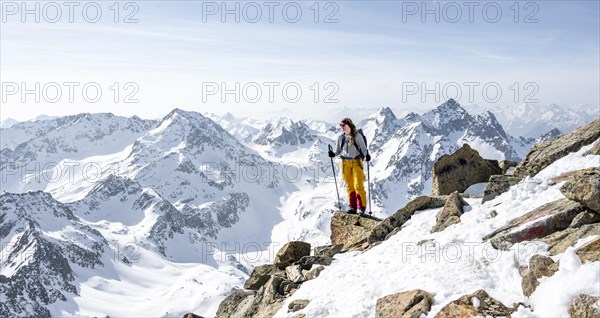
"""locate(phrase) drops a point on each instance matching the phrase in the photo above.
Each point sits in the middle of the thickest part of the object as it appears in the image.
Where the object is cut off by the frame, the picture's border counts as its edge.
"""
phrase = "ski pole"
(335, 179)
(369, 186)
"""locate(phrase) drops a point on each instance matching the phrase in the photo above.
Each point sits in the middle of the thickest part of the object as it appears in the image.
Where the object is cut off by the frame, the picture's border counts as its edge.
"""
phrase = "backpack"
(360, 132)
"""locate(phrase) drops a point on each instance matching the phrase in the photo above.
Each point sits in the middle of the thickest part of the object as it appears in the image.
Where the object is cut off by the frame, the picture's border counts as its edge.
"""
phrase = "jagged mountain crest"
(285, 131)
(448, 117)
(37, 267)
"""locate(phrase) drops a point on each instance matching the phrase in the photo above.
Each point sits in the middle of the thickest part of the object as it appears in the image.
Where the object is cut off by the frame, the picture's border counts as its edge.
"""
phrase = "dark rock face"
(350, 231)
(497, 185)
(458, 171)
(507, 164)
(595, 149)
(558, 242)
(410, 304)
(306, 262)
(328, 250)
(547, 219)
(539, 266)
(590, 252)
(584, 187)
(544, 154)
(261, 275)
(450, 213)
(290, 253)
(475, 305)
(584, 306)
(396, 220)
(230, 305)
(585, 217)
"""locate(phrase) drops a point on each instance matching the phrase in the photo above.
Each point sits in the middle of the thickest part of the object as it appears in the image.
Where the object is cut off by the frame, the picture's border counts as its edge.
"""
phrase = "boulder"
(498, 184)
(589, 252)
(539, 266)
(306, 262)
(585, 217)
(544, 154)
(297, 304)
(544, 220)
(595, 149)
(290, 253)
(191, 315)
(328, 250)
(264, 302)
(313, 273)
(396, 220)
(294, 273)
(450, 213)
(463, 168)
(558, 242)
(236, 304)
(584, 306)
(260, 275)
(507, 164)
(584, 187)
(475, 305)
(410, 304)
(350, 230)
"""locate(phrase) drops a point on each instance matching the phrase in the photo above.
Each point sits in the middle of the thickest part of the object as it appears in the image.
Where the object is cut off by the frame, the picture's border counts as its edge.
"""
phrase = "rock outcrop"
(297, 304)
(544, 154)
(542, 221)
(507, 164)
(589, 252)
(584, 306)
(463, 168)
(291, 252)
(595, 149)
(558, 242)
(539, 266)
(410, 304)
(477, 304)
(450, 213)
(350, 230)
(270, 284)
(396, 220)
(498, 184)
(584, 187)
(261, 275)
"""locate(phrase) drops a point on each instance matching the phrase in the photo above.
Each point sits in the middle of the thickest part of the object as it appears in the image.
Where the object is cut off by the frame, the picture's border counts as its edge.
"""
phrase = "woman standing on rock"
(352, 148)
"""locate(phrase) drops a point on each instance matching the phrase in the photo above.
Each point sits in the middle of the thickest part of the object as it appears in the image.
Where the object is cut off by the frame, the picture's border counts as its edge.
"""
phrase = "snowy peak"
(486, 126)
(37, 207)
(449, 117)
(385, 113)
(114, 186)
(285, 132)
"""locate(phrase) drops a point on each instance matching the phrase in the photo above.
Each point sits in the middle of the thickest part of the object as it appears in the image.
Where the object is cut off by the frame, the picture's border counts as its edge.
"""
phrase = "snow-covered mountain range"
(105, 208)
(532, 120)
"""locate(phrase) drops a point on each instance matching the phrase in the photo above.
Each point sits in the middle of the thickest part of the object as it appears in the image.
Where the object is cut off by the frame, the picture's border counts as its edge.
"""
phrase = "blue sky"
(371, 54)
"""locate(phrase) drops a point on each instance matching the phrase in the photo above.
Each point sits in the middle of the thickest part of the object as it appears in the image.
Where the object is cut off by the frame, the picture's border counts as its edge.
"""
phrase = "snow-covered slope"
(456, 261)
(200, 200)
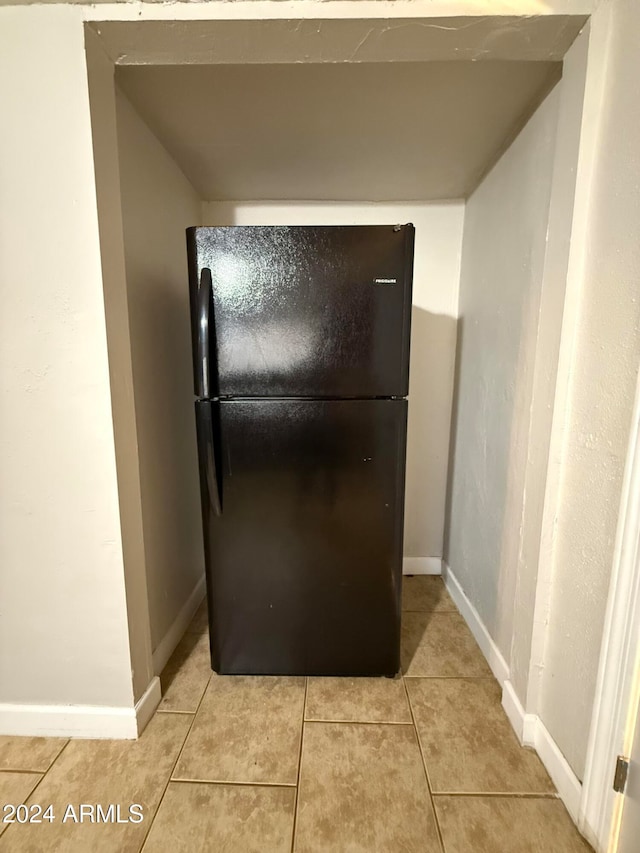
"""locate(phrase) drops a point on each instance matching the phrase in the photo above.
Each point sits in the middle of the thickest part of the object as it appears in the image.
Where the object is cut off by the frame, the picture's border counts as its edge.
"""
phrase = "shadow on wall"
(163, 383)
(431, 378)
(488, 458)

■ ■ ■ ■ ■

Find each line in the material above that contains the word "covered", and copy those lines out in full.

phrase = "snow-covered mountain range"
phrase = "snow-covered slope"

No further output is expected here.